==== RECORD SET ====

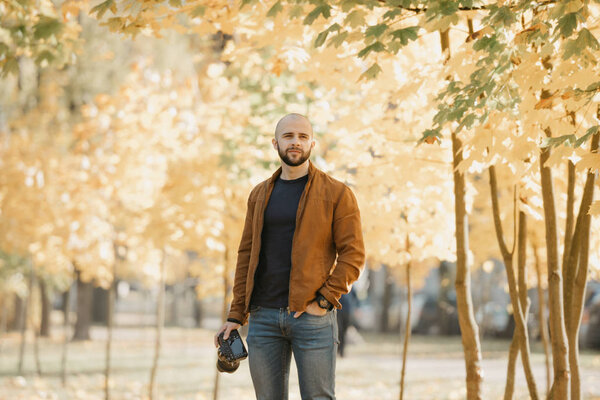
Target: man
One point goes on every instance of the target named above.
(287, 280)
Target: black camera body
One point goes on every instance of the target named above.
(231, 352)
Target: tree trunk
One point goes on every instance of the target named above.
(464, 302)
(513, 354)
(160, 319)
(408, 327)
(521, 334)
(4, 320)
(66, 311)
(577, 277)
(386, 300)
(568, 235)
(558, 335)
(224, 309)
(17, 318)
(110, 306)
(84, 309)
(46, 309)
(26, 311)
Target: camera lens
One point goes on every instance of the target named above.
(223, 365)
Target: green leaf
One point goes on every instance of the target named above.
(323, 35)
(392, 13)
(348, 5)
(338, 39)
(323, 9)
(273, 11)
(376, 47)
(376, 30)
(588, 134)
(355, 19)
(467, 121)
(11, 66)
(406, 35)
(567, 24)
(557, 141)
(44, 55)
(102, 8)
(430, 134)
(584, 39)
(46, 28)
(593, 87)
(371, 73)
(296, 12)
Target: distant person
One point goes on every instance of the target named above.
(286, 281)
(349, 303)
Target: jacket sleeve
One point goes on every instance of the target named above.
(238, 304)
(348, 239)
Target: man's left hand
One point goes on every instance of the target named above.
(312, 309)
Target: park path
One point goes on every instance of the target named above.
(370, 371)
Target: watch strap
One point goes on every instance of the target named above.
(324, 303)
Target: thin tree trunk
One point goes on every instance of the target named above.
(4, 321)
(386, 300)
(46, 309)
(24, 318)
(522, 270)
(160, 317)
(63, 363)
(224, 308)
(109, 326)
(36, 347)
(408, 316)
(521, 333)
(558, 334)
(569, 225)
(577, 277)
(464, 302)
(84, 309)
(462, 284)
(542, 318)
(513, 354)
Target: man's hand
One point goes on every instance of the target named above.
(312, 309)
(227, 327)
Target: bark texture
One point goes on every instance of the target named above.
(84, 309)
(408, 316)
(521, 334)
(560, 358)
(160, 319)
(576, 277)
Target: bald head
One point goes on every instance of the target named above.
(293, 123)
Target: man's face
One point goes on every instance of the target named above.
(293, 141)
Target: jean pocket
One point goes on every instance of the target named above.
(254, 308)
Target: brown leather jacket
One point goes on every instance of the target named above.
(327, 222)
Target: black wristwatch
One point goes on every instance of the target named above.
(323, 302)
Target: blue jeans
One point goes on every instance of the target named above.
(273, 334)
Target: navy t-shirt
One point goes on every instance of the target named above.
(272, 279)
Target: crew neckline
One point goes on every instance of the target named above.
(292, 180)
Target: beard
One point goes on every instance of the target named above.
(285, 157)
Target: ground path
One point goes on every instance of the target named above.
(370, 371)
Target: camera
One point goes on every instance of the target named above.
(230, 352)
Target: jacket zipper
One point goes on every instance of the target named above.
(299, 211)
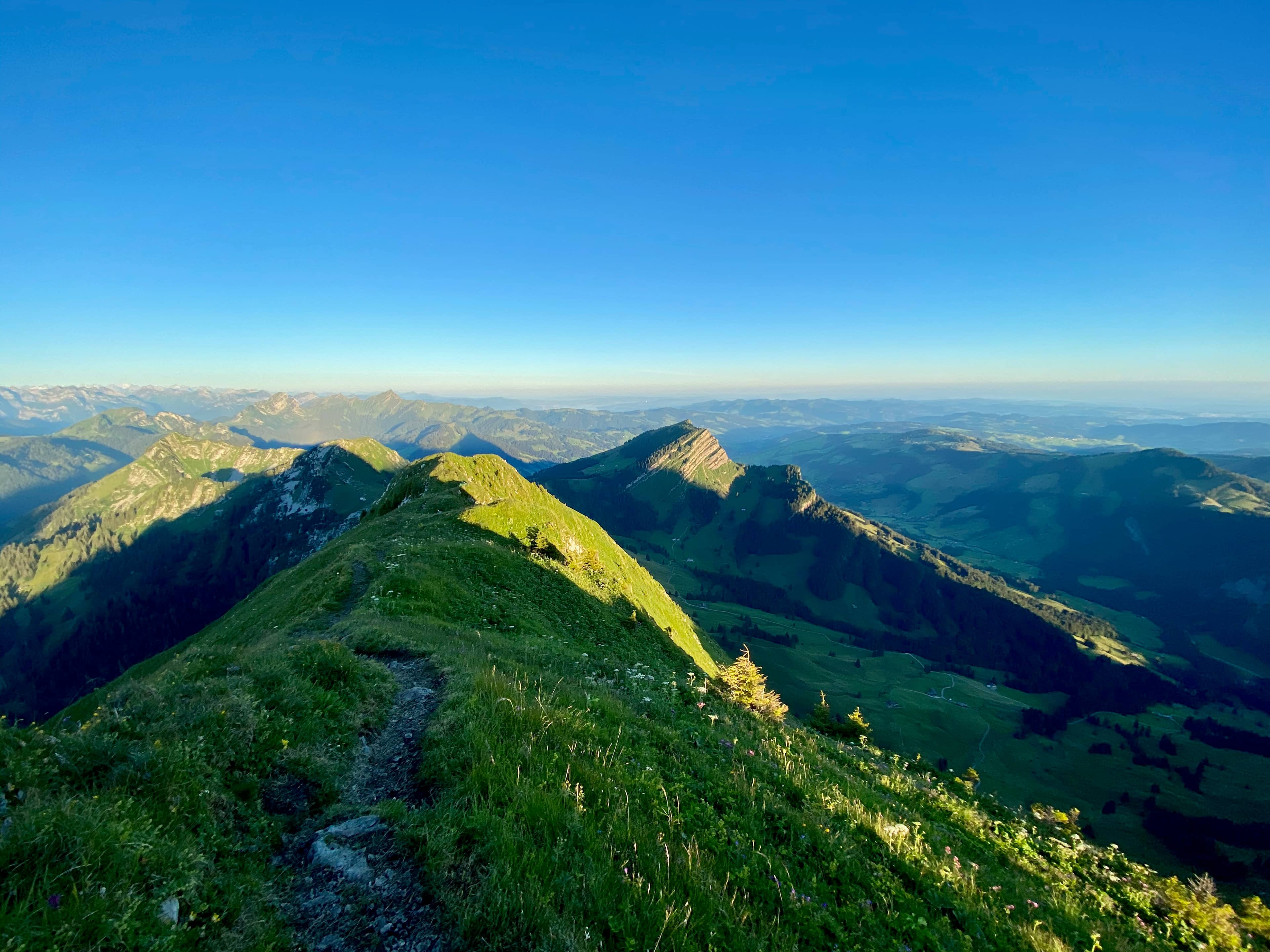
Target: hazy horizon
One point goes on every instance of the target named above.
(1198, 398)
(671, 200)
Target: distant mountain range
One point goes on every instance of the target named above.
(530, 437)
(36, 470)
(1158, 534)
(760, 536)
(129, 565)
(41, 411)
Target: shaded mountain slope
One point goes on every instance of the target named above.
(1255, 466)
(1159, 534)
(762, 537)
(578, 790)
(36, 470)
(125, 567)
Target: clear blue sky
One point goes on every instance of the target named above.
(761, 197)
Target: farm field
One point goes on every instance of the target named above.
(972, 725)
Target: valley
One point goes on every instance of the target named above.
(1046, 700)
(581, 775)
(736, 562)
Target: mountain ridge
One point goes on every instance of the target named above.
(129, 564)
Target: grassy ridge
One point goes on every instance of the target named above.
(583, 791)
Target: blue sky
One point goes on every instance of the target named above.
(760, 198)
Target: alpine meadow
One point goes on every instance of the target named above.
(634, 478)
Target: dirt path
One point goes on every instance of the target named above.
(355, 890)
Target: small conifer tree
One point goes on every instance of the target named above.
(854, 728)
(745, 683)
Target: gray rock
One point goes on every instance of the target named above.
(359, 827)
(347, 862)
(317, 903)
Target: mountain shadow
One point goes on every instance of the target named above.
(134, 573)
(762, 539)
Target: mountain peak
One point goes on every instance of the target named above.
(683, 449)
(278, 404)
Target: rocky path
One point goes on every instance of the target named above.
(355, 890)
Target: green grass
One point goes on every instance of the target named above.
(583, 793)
(1019, 772)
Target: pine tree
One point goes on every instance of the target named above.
(745, 683)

====

**STATED EXERCISE:**
Output an exact copy of the lines from the one with "Target: jacket zipper" through the closing line of the records, inclusive, without any images.

**TASK RESULT:**
Target: jacket zipper
One point goes on every instance of the target named above.
(299, 211)
Target: hazy horizon
One point goes on every instance of the target named above.
(1198, 398)
(671, 200)
Target: distant mountain range
One point goes on every instance of the target named above.
(530, 437)
(36, 470)
(1158, 534)
(760, 536)
(129, 565)
(41, 411)
Target: shaded mountain slope
One point goes on every instance of the target named above.
(1255, 466)
(1159, 534)
(762, 537)
(578, 790)
(36, 470)
(125, 567)
Target: clear blue sky
One point goes on every instance of the target named above.
(761, 197)
Target: farm field
One point goes on every instance of the target named above.
(972, 725)
Target: valley
One point goes on every instance of the target named above.
(1046, 700)
(581, 775)
(736, 562)
Target: mountain ridge
One point goes on every instance of the target named above.
(129, 564)
Target: grassy ridge
One point goes on every instance of the target named above.
(583, 791)
Target: blue sky
One point goes on every instance of the target named above.
(760, 198)
Target: alpine meadow
One point goes on every instance of the target named above.
(634, 478)
Target: dirt path
One point goes on every instance of the target named above.
(355, 890)
Target: small conifer tree
One point goes on every instance of the target named above.
(854, 728)
(745, 683)
Target: gray rock
One point goes on every instance of the target named above.
(359, 827)
(347, 862)
(317, 903)
Target: mountain shadow
One point goes on every instance of the target named above.
(134, 573)
(762, 539)
Target: mountain peak
One point goes on every instance of the target named above.
(683, 449)
(278, 404)
Target: rocky path
One point goes on every instance of the target named above.
(355, 890)
Target: green grass
One point goes on every instance of the target named above.
(583, 793)
(1019, 772)
Target: pine tree
One point goes on every instance of the target named above.
(745, 683)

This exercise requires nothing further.